* BEGIN SUPPLIED MATERIAL *
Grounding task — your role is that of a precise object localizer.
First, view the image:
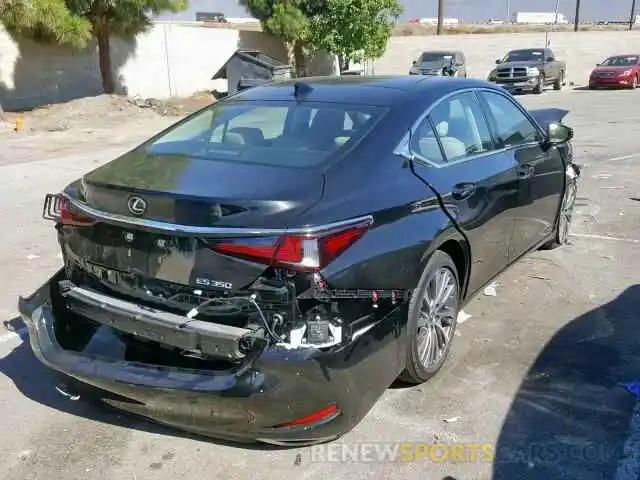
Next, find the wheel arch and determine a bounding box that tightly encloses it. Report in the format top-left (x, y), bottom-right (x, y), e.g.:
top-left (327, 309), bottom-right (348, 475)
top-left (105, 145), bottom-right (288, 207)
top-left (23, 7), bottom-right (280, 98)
top-left (420, 225), bottom-right (471, 299)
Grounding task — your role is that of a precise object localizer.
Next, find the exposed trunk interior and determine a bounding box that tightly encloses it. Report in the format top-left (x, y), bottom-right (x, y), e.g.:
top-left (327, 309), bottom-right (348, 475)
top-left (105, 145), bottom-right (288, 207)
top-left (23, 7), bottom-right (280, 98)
top-left (58, 223), bottom-right (403, 370)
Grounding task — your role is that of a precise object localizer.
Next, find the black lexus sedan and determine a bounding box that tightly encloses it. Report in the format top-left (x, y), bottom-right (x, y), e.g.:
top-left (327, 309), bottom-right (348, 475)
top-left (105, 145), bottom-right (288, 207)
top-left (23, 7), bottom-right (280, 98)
top-left (19, 76), bottom-right (579, 445)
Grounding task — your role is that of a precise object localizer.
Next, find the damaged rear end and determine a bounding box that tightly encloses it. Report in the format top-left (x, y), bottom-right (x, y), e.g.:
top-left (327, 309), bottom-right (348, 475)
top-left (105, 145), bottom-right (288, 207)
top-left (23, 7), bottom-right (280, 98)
top-left (20, 94), bottom-right (410, 444)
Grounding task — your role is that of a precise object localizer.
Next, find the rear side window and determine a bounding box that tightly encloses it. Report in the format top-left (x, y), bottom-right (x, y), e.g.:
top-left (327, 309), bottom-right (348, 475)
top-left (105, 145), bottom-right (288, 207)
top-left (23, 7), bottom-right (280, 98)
top-left (412, 93), bottom-right (493, 163)
top-left (146, 101), bottom-right (386, 168)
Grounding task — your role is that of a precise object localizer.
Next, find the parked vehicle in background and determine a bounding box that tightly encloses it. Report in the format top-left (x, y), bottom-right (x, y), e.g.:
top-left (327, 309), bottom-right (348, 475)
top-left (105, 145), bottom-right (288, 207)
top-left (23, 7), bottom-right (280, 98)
top-left (589, 54), bottom-right (640, 89)
top-left (19, 76), bottom-right (579, 446)
top-left (488, 48), bottom-right (567, 94)
top-left (409, 50), bottom-right (467, 78)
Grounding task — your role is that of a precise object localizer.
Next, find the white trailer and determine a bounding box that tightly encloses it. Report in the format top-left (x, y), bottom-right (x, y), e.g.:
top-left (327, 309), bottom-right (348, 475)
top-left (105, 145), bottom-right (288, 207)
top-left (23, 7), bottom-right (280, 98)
top-left (419, 18), bottom-right (460, 25)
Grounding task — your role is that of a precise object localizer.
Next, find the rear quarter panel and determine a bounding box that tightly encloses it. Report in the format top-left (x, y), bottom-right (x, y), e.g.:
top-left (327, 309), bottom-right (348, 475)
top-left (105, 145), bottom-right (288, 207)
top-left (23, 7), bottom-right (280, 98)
top-left (304, 157), bottom-right (464, 289)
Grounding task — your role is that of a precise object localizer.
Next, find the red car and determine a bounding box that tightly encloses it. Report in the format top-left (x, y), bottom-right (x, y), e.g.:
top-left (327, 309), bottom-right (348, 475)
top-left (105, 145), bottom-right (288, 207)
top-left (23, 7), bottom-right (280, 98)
top-left (589, 54), bottom-right (640, 89)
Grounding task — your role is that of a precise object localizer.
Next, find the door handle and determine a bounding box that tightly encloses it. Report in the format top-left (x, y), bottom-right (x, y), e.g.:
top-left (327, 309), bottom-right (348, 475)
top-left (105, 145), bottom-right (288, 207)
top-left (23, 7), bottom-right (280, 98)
top-left (451, 183), bottom-right (476, 200)
top-left (518, 163), bottom-right (535, 180)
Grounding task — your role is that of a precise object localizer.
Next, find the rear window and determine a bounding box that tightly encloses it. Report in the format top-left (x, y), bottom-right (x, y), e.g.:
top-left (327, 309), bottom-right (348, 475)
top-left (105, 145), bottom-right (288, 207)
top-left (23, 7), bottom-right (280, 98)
top-left (146, 101), bottom-right (386, 168)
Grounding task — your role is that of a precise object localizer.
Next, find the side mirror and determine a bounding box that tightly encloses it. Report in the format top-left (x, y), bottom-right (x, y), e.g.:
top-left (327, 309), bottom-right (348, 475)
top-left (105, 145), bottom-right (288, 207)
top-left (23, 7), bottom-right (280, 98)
top-left (547, 122), bottom-right (573, 145)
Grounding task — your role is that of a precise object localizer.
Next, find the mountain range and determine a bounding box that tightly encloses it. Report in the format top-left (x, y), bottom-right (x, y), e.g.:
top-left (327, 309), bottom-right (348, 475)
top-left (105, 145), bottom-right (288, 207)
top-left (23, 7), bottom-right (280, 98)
top-left (158, 0), bottom-right (640, 22)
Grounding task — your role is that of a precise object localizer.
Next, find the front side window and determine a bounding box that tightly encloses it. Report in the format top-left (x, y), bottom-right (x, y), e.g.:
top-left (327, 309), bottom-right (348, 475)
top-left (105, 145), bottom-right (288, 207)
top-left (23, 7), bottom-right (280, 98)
top-left (414, 93), bottom-right (493, 162)
top-left (144, 101), bottom-right (385, 167)
top-left (480, 92), bottom-right (542, 147)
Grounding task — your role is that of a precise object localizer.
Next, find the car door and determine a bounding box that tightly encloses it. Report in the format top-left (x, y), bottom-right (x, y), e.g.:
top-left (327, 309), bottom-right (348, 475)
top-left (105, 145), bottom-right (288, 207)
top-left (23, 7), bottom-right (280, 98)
top-left (478, 86), bottom-right (565, 259)
top-left (457, 52), bottom-right (467, 78)
top-left (409, 90), bottom-right (518, 293)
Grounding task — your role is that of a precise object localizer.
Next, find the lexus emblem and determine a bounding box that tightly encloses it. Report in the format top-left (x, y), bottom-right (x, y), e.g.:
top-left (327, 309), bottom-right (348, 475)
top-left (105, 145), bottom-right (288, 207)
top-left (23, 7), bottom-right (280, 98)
top-left (127, 197), bottom-right (147, 215)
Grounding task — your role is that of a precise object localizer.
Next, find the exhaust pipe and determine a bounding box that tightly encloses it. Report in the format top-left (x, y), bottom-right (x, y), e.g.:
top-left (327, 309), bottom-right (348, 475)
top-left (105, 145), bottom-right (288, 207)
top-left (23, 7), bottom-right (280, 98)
top-left (56, 383), bottom-right (80, 402)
* END SUPPLIED MATERIAL *
• _REQUIREMENTS_:
Could you output every one of the items above verbatim, leaving out the pictures?

• _RESULT BELOW_:
Grounding task — your role is that of a precise object localizer.
First, view the image:
Next, find the wheel arch and determine a bounding box that tightly encloses it. Report in the format top-left (x, y), bottom-right (x, y), e.g.:
top-left (327, 309), bottom-right (348, 475)
top-left (105, 145), bottom-right (288, 207)
top-left (23, 7), bottom-right (280, 98)
top-left (420, 225), bottom-right (471, 299)
Grounding task — your role is that of a precise object localizer.
Next, find the exposed trunk interior and determine a bounding box that tightly encloses it. Report in the format top-left (x, y), bottom-right (x, y), e.g.:
top-left (327, 309), bottom-right (348, 475)
top-left (105, 145), bottom-right (288, 207)
top-left (23, 7), bottom-right (280, 98)
top-left (58, 223), bottom-right (403, 370)
Grounding task — your role is that of a precise object localizer.
Next, find the black lexus sedan and determine a bounding box that tightly encloses it. Report in the format top-left (x, y), bottom-right (x, y), e.g.:
top-left (327, 309), bottom-right (348, 475)
top-left (105, 145), bottom-right (288, 207)
top-left (23, 7), bottom-right (280, 98)
top-left (19, 76), bottom-right (579, 445)
Grounding task — your role is that of a precise object localizer.
Next, find the damaged rear end and determine a bounding box that tightly encloses it. Report in the format top-left (x, y), bottom-right (x, y), e.g.:
top-left (327, 309), bottom-right (348, 475)
top-left (105, 145), bottom-right (288, 207)
top-left (23, 7), bottom-right (280, 98)
top-left (20, 94), bottom-right (410, 444)
Grounding task — your role is that of a precise object localizer.
Next, find the rear side window and determine a bounding box that tightly encloses it. Report in the format top-left (x, y), bottom-right (x, y), e.g.:
top-left (327, 309), bottom-right (348, 475)
top-left (105, 145), bottom-right (288, 207)
top-left (23, 7), bottom-right (280, 98)
top-left (412, 93), bottom-right (493, 163)
top-left (146, 101), bottom-right (386, 168)
Grounding task — your role is that of a precise object localizer.
Next, find the parked vehicle in background and determine a bounding box that tightly encloses it. Report in the format top-left (x, y), bottom-right (x, y), e.g.:
top-left (327, 309), bottom-right (348, 475)
top-left (105, 145), bottom-right (288, 207)
top-left (23, 7), bottom-right (280, 98)
top-left (589, 54), bottom-right (640, 89)
top-left (19, 76), bottom-right (579, 446)
top-left (488, 48), bottom-right (567, 94)
top-left (409, 50), bottom-right (467, 78)
Grounding task — your role is that of a precise object localizer.
Next, find the white trailer and determine a bounding box that tightly encloses it. Report in the format top-left (x, y), bottom-right (x, y), e.g.:
top-left (327, 309), bottom-right (348, 475)
top-left (105, 145), bottom-right (288, 207)
top-left (23, 7), bottom-right (280, 98)
top-left (419, 18), bottom-right (460, 25)
Grounding task — your role is that of a precise object localizer.
Next, find the rear quarter panel and determine a bounding box that tightly encloses it. Report in the format top-left (x, y), bottom-right (x, y), e.g.:
top-left (327, 309), bottom-right (348, 475)
top-left (105, 145), bottom-right (288, 207)
top-left (23, 7), bottom-right (280, 98)
top-left (304, 157), bottom-right (464, 289)
Grounding task — your role is that of a precise object localizer.
Next, find the red car and determine a bounding box that tightly encloses it. Report in the format top-left (x, y), bottom-right (x, y), e.g.:
top-left (327, 309), bottom-right (348, 475)
top-left (105, 145), bottom-right (288, 207)
top-left (23, 7), bottom-right (280, 98)
top-left (589, 54), bottom-right (640, 89)
Grounding task — your role is that of a precise object localizer.
Next, find the door handle and determine a bounding box that tightly encloses it. Report in the format top-left (x, y), bottom-right (x, y), e.g.:
top-left (327, 309), bottom-right (348, 475)
top-left (105, 145), bottom-right (288, 207)
top-left (23, 7), bottom-right (280, 98)
top-left (451, 183), bottom-right (476, 200)
top-left (518, 163), bottom-right (535, 180)
Grounding task — your role is that of a precise object localizer.
Next, find the rear window and determine a bounding box that tightly encloses it. Report in the format top-left (x, y), bottom-right (x, y), e.g.:
top-left (327, 309), bottom-right (348, 475)
top-left (105, 145), bottom-right (288, 207)
top-left (23, 7), bottom-right (280, 98)
top-left (146, 101), bottom-right (386, 168)
Grounding task — your role is that of a precise object localizer.
Next, find the side mirror and determine a bounding box that tightly encloses it. Report in the format top-left (x, y), bottom-right (x, y), e.g.:
top-left (327, 309), bottom-right (348, 475)
top-left (105, 145), bottom-right (288, 207)
top-left (23, 7), bottom-right (280, 98)
top-left (547, 122), bottom-right (573, 145)
Grounding task — your role is that of a precise object localizer.
Next, find the mountain range and determine a bounding box that tightly encloses it. Report in the format top-left (x, y), bottom-right (x, y), e.g.:
top-left (327, 309), bottom-right (348, 475)
top-left (105, 145), bottom-right (288, 207)
top-left (23, 7), bottom-right (280, 98)
top-left (158, 0), bottom-right (640, 22)
Grounding task — your role is that of a precise object localizer.
Next, find the front side window and determine a bounding box that tightly encloses it. Report in the format top-left (x, y), bottom-right (x, y), e.g.:
top-left (327, 309), bottom-right (348, 475)
top-left (105, 145), bottom-right (288, 207)
top-left (23, 7), bottom-right (280, 98)
top-left (414, 93), bottom-right (493, 162)
top-left (144, 101), bottom-right (385, 167)
top-left (480, 92), bottom-right (542, 147)
Grounding task — your role is that of a precise object localizer.
Next, find the car door and determine a bounding box that tightly encloses it. Report in the format top-left (x, y), bottom-right (x, y), e.g.:
top-left (327, 309), bottom-right (348, 475)
top-left (105, 145), bottom-right (288, 207)
top-left (23, 7), bottom-right (280, 98)
top-left (478, 86), bottom-right (565, 259)
top-left (457, 52), bottom-right (467, 78)
top-left (409, 90), bottom-right (518, 293)
Grounding task — your role is that of a precise object localizer.
Next, find the lexus emblem and determine a bounding box that tightly encloses it. Report in the format top-left (x, y), bottom-right (x, y), e.g.:
top-left (327, 309), bottom-right (348, 475)
top-left (105, 145), bottom-right (288, 207)
top-left (23, 7), bottom-right (280, 98)
top-left (127, 197), bottom-right (147, 215)
Grounding task — your role is that of a precise object localizer.
Next, find the exhaust pipe and determine a bounding box that tightly encloses it. Report in the format top-left (x, y), bottom-right (x, y), e.g.:
top-left (327, 309), bottom-right (348, 475)
top-left (105, 145), bottom-right (288, 207)
top-left (23, 7), bottom-right (280, 98)
top-left (56, 383), bottom-right (80, 402)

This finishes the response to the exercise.